_Work to be completed:_ How many lines in the items below contain the string "metal", matching case exactly? Reply with the number alone.

───── Given records ─────

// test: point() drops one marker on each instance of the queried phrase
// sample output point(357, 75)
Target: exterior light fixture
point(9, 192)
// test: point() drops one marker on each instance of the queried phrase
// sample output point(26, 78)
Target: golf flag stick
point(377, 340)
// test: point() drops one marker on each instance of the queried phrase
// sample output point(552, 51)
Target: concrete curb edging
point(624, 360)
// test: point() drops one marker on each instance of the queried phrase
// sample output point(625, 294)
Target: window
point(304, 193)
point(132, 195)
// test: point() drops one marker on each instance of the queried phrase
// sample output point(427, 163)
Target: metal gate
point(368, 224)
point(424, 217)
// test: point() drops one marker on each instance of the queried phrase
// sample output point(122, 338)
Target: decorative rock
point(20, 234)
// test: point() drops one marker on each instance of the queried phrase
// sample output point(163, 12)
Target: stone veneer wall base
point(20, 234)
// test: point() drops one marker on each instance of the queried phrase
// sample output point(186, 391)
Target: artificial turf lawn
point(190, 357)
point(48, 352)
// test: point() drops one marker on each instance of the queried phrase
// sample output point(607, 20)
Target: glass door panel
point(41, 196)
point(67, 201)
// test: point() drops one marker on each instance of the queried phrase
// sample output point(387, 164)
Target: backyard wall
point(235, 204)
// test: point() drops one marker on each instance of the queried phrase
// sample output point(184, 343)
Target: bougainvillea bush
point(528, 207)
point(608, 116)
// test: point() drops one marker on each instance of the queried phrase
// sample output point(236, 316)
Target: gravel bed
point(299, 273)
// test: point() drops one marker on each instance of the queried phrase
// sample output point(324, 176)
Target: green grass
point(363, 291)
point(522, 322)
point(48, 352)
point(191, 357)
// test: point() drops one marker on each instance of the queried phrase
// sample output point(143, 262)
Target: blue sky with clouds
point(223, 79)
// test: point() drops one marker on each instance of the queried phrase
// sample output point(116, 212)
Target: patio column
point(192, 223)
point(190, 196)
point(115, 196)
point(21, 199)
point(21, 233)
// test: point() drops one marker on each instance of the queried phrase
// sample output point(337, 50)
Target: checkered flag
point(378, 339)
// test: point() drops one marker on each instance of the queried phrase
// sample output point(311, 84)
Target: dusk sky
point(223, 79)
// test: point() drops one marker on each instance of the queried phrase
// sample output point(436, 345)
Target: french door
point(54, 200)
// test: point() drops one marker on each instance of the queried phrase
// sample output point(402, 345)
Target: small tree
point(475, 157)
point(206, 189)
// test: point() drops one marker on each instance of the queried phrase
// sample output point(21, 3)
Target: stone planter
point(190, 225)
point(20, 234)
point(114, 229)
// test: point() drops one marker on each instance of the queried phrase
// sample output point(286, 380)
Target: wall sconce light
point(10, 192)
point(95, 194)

─────
───── Given records ─────

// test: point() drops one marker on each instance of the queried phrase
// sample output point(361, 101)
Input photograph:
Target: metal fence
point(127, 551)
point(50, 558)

─────

_Response to this task:_ 2